Document section:
In a speech marking the South's Memorial Day, Lee reiterated his commitment to expanding ties with the southeast Asian nation, describing its recent sweeping democratic reforms as an "irresistible trend".

He visited Myanmar last month in the first state visit since 1983 when then-South Korean President Chun Doo-Hwan narrowly escaped a bomb attack by Pyongyang agents that left 17 South Koreans dead.

"Myanmar, despite ample natural resources and a large territory, has a per-capita income of only $700, similar to North Korea's due to...a closed socialist economy and international isolation in the past," Lee said.

But the longtime global outcast has been gradually accepted into the international fold, he said, as reforms saw the election of a quasi-civilian government and democracy icon Aung San Suu Kyi elected to parliament.

"The global wind of freedom and reform...blowing through North Africa and now in Asia is a irresistible historic trend no one can stand against," Lee said.

"I asked President Thein Sein to relay Myanmar's message of opening a new era to North Korea, which is close to the country," he said.

Myanmar -- formerly known as Burma -- has maintained close ties with the communist North for decades. But Yangon promised during Lee's visit last month to refrain from military cooperation with the nuclear-armed North.  

Ties between the two Koreas have been icy since Seoul accused Pyongyang of torpedoing its warship in March 2010, in an attack which left 46 dead.

Data listing:
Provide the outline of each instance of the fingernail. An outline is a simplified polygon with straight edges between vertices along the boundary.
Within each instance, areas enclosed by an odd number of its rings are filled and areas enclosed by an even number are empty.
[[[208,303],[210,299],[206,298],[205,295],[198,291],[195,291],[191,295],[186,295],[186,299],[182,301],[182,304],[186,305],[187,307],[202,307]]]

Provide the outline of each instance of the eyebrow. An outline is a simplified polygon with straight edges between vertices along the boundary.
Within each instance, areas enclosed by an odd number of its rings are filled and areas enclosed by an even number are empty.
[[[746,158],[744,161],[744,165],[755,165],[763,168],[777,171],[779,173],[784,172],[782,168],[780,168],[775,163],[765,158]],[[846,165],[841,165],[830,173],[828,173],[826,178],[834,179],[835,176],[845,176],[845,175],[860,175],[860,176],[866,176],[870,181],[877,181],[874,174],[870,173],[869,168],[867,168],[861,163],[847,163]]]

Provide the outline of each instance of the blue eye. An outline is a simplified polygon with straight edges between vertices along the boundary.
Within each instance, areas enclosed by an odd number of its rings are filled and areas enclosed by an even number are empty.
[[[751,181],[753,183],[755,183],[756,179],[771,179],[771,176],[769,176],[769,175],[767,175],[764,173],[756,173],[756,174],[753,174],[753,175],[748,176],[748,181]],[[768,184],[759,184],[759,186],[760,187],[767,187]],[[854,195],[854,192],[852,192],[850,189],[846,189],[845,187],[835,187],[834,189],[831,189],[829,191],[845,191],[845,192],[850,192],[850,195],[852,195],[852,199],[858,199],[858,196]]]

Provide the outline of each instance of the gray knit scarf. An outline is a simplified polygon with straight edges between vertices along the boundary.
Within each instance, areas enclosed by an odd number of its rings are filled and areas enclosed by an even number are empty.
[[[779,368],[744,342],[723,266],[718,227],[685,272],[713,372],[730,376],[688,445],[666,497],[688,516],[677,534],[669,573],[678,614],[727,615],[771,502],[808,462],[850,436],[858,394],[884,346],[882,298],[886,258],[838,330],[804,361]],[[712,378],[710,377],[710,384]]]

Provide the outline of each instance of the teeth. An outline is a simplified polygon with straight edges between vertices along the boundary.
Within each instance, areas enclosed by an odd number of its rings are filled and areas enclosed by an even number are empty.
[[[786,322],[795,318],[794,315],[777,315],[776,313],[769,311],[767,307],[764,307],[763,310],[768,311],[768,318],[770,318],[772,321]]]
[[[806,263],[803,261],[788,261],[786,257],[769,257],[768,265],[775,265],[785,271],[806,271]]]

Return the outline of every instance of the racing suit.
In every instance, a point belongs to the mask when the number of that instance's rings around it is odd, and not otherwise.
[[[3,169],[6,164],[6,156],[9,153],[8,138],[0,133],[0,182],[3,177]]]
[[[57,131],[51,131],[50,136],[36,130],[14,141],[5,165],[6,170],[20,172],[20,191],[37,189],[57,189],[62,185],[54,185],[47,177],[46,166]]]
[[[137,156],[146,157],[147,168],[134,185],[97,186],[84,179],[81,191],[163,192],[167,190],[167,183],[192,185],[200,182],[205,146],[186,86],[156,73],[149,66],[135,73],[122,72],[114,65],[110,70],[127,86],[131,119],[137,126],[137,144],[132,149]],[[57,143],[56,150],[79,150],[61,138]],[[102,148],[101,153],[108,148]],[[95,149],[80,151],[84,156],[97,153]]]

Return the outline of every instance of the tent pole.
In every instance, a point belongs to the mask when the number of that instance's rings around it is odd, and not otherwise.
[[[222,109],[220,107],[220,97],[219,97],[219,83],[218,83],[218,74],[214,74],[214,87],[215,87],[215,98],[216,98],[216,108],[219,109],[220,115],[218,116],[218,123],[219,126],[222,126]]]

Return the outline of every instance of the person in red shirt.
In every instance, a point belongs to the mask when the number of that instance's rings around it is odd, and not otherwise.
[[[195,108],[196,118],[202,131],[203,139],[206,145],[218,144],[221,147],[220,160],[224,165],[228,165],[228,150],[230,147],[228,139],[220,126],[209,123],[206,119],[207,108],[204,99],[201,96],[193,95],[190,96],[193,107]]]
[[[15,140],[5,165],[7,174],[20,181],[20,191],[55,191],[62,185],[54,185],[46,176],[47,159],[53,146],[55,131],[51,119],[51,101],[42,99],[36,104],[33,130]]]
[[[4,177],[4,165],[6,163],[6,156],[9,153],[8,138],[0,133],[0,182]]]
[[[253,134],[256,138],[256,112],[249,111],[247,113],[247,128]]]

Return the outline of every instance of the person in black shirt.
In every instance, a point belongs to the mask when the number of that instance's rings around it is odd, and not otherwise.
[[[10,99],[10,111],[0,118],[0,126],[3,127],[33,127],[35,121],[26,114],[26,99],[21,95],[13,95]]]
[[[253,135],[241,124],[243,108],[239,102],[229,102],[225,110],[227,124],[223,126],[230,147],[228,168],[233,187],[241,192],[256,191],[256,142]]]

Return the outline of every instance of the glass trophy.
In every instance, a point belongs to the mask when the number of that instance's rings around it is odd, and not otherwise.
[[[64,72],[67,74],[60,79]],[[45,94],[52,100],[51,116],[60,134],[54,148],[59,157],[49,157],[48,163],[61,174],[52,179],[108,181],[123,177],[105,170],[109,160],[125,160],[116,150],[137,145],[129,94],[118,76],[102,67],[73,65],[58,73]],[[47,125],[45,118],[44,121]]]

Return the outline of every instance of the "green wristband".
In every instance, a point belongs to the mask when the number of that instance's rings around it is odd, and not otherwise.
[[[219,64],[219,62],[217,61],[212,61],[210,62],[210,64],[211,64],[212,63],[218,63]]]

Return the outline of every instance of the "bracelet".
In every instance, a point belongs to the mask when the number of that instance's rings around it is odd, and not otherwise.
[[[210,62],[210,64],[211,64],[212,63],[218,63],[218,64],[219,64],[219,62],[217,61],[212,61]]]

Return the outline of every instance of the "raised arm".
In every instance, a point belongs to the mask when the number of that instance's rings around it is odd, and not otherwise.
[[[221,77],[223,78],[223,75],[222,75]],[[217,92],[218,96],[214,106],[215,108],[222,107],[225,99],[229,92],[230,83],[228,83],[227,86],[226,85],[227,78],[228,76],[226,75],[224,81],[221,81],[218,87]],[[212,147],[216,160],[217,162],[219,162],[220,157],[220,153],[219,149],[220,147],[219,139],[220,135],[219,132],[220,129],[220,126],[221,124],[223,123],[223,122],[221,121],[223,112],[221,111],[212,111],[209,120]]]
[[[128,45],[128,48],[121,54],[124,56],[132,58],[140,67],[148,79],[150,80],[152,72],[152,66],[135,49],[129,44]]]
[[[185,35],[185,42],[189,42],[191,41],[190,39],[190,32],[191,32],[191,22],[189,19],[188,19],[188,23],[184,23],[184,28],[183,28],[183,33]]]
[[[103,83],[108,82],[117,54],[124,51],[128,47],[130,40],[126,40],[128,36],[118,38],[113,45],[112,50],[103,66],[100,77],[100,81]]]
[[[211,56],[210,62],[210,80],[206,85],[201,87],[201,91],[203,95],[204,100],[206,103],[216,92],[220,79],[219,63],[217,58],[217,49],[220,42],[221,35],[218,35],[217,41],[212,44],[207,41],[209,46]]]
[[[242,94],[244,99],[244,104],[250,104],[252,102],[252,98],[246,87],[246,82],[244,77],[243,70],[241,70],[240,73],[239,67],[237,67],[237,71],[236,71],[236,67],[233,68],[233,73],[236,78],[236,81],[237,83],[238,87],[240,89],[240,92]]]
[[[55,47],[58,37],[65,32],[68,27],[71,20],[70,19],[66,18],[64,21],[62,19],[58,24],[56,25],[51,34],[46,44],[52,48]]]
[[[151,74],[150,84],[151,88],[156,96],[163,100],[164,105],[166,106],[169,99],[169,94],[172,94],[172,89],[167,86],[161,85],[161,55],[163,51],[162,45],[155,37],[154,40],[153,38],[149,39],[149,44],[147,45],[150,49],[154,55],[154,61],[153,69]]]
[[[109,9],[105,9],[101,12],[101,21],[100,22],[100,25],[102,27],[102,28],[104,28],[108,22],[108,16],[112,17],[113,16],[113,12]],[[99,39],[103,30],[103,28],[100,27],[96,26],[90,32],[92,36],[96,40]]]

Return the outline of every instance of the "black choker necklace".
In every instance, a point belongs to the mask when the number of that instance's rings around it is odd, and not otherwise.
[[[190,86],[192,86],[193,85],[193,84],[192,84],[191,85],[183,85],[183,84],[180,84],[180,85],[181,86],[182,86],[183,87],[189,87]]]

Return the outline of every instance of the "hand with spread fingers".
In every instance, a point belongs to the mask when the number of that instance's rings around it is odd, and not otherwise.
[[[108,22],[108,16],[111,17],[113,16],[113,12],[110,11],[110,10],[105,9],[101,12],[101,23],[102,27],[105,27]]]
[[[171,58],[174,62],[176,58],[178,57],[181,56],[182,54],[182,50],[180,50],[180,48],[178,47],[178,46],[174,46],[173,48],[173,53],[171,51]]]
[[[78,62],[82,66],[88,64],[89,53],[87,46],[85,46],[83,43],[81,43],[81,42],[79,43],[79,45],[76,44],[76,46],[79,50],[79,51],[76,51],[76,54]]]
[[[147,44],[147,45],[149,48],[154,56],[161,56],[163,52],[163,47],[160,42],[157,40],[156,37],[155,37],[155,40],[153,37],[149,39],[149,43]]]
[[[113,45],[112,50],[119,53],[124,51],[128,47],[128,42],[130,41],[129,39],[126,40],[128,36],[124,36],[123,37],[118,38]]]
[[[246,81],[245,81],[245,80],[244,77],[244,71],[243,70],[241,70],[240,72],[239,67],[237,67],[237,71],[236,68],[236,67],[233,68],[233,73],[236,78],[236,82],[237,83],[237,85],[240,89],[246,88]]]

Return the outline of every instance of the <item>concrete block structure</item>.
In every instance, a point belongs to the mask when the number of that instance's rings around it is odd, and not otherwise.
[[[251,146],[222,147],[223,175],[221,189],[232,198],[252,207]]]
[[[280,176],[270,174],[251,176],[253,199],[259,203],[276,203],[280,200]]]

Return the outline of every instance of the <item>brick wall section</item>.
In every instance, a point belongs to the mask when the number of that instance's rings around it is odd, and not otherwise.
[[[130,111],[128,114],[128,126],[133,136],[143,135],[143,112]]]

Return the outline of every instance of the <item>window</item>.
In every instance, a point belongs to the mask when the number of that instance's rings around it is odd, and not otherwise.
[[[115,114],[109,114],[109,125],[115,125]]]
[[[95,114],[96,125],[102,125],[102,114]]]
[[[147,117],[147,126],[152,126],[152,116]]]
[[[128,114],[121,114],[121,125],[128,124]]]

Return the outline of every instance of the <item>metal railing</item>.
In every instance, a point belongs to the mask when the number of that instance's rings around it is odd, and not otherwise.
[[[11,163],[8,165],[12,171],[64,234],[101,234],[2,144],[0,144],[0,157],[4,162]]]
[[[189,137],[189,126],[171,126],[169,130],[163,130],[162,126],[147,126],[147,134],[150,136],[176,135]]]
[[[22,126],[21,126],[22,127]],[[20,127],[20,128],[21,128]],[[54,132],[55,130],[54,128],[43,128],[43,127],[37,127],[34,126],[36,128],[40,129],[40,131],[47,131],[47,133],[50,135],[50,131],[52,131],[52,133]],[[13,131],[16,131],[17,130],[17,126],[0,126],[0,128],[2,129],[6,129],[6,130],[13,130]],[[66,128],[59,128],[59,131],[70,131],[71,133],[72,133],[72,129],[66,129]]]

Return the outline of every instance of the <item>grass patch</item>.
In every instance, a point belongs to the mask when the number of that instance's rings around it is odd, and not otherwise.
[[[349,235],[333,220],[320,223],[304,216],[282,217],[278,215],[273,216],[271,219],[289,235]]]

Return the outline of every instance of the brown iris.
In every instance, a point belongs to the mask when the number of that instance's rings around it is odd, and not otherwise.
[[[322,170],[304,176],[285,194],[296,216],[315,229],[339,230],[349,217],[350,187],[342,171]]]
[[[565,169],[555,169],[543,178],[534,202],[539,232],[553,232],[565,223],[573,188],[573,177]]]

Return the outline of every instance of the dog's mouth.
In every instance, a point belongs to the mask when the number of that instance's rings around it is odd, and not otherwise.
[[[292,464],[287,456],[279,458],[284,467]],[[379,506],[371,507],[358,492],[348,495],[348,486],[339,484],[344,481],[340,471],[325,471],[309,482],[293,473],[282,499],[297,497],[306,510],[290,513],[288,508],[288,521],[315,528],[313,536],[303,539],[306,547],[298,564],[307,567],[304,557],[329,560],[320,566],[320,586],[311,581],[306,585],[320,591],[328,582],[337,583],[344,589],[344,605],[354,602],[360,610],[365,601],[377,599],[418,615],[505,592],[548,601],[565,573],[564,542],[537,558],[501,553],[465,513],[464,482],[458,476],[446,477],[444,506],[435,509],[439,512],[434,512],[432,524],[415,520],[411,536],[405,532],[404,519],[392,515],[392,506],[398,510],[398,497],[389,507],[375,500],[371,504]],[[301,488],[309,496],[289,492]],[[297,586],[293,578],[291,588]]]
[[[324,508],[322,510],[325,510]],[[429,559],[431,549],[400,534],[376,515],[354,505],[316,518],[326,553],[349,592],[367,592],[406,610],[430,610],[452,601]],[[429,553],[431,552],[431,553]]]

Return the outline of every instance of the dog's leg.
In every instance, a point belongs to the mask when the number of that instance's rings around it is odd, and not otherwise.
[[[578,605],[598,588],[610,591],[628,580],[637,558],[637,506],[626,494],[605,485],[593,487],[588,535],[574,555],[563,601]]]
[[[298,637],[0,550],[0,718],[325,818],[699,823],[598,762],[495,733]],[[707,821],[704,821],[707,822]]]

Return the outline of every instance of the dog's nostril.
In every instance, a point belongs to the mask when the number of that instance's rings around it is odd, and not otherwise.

Problem A: In the article on Lee's Memorial Day speech, how many South Koreans were killed in the 1983 bomb attack by Pyongyang agents?
Problem B: Transcribe the article on Lee's Memorial Day speech between "He visited Myanmar" and "elected to parliament.", inclusive.

Expected output A: 17 South Koreans were killed.

Expected output B:
He visited Myanmar last month in the first state visit since 1983 when then-South Korean President Chun Doo-Hwan narrowly escaped a bomb attack by Pyongyang agents that left 17 South Koreans dead.

"Myanmar, despite ample natural resources and a large territory, has a per-capita income of only $700, similar to North Korea's due to...a closed socialist economy and international isolation in the past," Lee said.

But the longtime global outcast has been gradually accepted into the international fold, he said, as reforms saw the election of a quasi-civilian government and democracy icon Aung San Suu Kyi elected to parliament.